_WORK ITEM:_ The result should be all the records, exact and complete, without a single picture.

=-=-=

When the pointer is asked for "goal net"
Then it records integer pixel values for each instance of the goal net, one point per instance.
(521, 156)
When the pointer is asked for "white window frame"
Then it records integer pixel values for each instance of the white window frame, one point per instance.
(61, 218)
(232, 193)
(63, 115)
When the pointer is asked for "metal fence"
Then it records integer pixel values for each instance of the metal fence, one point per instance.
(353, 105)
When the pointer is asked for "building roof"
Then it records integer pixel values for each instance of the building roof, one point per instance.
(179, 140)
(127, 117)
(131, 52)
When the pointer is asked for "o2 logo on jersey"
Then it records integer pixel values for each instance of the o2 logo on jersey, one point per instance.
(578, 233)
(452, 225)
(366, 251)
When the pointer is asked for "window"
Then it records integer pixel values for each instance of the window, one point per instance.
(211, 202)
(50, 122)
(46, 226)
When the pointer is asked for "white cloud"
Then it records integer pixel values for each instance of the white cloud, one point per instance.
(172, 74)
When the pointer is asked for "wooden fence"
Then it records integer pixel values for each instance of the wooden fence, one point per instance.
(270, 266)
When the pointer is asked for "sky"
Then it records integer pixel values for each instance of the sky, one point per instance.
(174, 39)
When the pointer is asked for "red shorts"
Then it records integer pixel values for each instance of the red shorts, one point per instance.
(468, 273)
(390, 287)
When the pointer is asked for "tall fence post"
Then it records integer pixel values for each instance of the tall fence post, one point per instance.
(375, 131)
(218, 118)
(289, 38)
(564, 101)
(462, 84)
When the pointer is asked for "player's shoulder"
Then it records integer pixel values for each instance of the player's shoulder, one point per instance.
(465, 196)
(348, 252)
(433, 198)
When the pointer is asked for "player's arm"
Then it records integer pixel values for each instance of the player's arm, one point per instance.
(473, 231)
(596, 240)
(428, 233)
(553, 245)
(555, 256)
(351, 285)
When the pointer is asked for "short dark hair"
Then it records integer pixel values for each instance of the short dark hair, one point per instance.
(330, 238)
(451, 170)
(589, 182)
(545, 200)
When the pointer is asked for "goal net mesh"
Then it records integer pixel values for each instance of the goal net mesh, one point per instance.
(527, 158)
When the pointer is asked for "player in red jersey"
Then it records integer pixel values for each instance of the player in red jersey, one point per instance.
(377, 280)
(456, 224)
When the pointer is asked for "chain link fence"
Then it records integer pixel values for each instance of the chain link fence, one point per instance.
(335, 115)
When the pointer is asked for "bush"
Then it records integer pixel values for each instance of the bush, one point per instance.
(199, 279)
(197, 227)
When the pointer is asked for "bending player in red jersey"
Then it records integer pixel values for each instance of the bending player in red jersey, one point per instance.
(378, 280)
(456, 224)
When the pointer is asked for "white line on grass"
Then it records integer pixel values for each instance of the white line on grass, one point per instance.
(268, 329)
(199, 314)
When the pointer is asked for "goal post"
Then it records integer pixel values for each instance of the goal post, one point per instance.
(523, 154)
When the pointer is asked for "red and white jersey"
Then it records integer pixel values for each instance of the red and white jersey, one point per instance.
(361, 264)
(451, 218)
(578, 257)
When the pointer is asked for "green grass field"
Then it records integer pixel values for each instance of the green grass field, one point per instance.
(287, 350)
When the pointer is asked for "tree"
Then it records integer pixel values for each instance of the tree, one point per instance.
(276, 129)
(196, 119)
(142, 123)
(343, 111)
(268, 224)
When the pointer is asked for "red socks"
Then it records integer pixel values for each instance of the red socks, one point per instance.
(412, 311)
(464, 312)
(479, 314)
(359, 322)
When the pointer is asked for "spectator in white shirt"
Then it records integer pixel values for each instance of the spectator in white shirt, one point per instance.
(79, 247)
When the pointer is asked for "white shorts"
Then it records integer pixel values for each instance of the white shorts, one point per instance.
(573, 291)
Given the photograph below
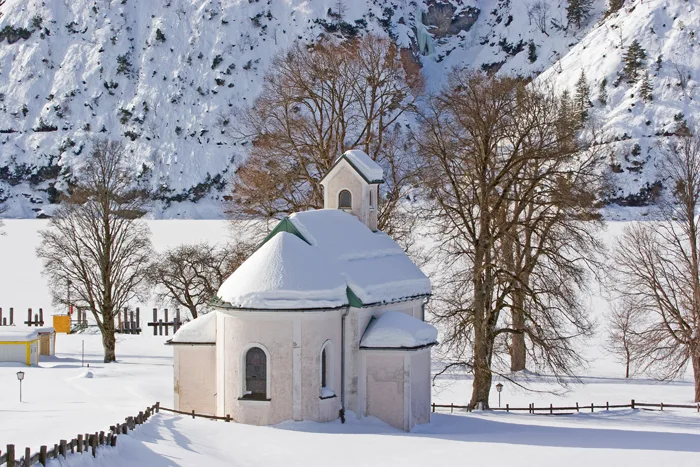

=-=-=

_WRITTEN SOLUTION:_
When the pointer is asked for "goal net"
Then it records integer pixel values for each instance of the goal net, one point per instance.
(521, 156)
When the pointer is asked for "white window frame"
Then it records integer pixel values for each instance of the white window frame, one point per instance.
(61, 218)
(232, 193)
(63, 115)
When the pointer is asked for "metal fence"
Then it records integer pixel values for each instance of the metal fence, one point per instance.
(353, 105)
When the pointer is asked for "building roof"
Then it records integer pixel values for each instance of the building roof, one point per instance.
(179, 140)
(127, 117)
(131, 52)
When the pointer is asked for "o2 logo on jersey"
Then it records integer pixel values for each instance of the o2 logo on jersey, one point per instance.
(578, 233)
(452, 225)
(366, 251)
When the pointer is asked for "window"
Then it records integer pixel values for each instance of the window, one point per instance.
(211, 202)
(50, 122)
(46, 226)
When the pointer is asked for "white cloud"
Then it records integer pixel values for each instance of the white cloud, one point per instance.
(172, 74)
When the pointer is asked for "wooden fence"
Then it records integer pixel values for each instance of the wooden fence, one point per instance.
(270, 266)
When the pointer is asked for "sky"
Then it records integer pixel values for each instance of the sky, one point per instance.
(174, 39)
When the pointer is asked for "red shorts"
Then it records integer pixel values for each instance of the red shorts, one point per instance.
(468, 273)
(390, 287)
When the pointer is asked for "tall fence post"
Then it records integer pixel values for each instance of the tall fence post, one point per instance.
(375, 131)
(218, 118)
(289, 38)
(564, 101)
(462, 84)
When the pointer is asked for "player's shoulder"
Then it records integer pixel values for each instance of the player's shoulder, one point per instance.
(465, 196)
(348, 252)
(433, 198)
When the pointer is asked for "player's arm"
Then it records integer pixel values for each instance of the player's arm, one point per instance.
(473, 231)
(596, 240)
(428, 233)
(553, 245)
(555, 256)
(351, 285)
When the pointer is asked for "short dark hair"
Then it records integer pixel values for each instance of the short dark hair, one point per instance.
(330, 238)
(451, 170)
(589, 182)
(545, 200)
When the pointer is asked for "goal net mesh"
Then it records integer pixel values for each instance of the goal net mesh, one point per instance.
(527, 158)
When the pointer is asked for "player in red jersey"
Then it records integer pixel values for each instance of the player in red jersey, one point per instance.
(377, 280)
(456, 224)
When the pointer is asked for "chain link fence"
Then it records integer pixel values for each instance of the chain link fence, one point per instance.
(335, 115)
When the pointer is asked for "bush"
Then it records integer pixel values for each instance of the bush, one point per instance.
(199, 279)
(197, 227)
When the pointer is asked for "bending player in red jersey"
Then it records integer pixel values for each instance of the bending player in red jersey, one point per instance.
(378, 280)
(456, 224)
When the pointer is asked for "white line on grass"
Then it records integer pixel values for each instance of the white line on grass, one point per instance.
(268, 329)
(199, 314)
When the pointer is asked for "goal post"
Then it records integer pixel values for each instance of the goal post, one point per instance.
(523, 154)
When the pointer is asked for "red and white jersey"
Then it records integer pixel values for each instance of the red and white jersey, one point per instance.
(361, 264)
(451, 218)
(578, 257)
When the pointer is asked for "green grass field"
Then it records integer pixel values for each instance of the green grass field, one point per instance.
(287, 350)
When the pointer is asked for "tree"
Then it records integer pixel values for each instance of the tree, one point per instance.
(276, 129)
(196, 119)
(142, 123)
(343, 111)
(268, 224)
When the pointer is asked for "red socks"
Then it records integer pixel values for each instance of the red socks, one point per instance.
(412, 311)
(464, 312)
(479, 314)
(359, 322)
When the pointer is asked for "spectator in white shirt"
Then it records integer pixel values for each instance of the spectator in white shirt, one point per instance.
(79, 247)
When the pointer is asked for "white shorts"
Then it records integer pixel values for each instance of the white shorts, one point per instance.
(573, 291)
Given the photograph below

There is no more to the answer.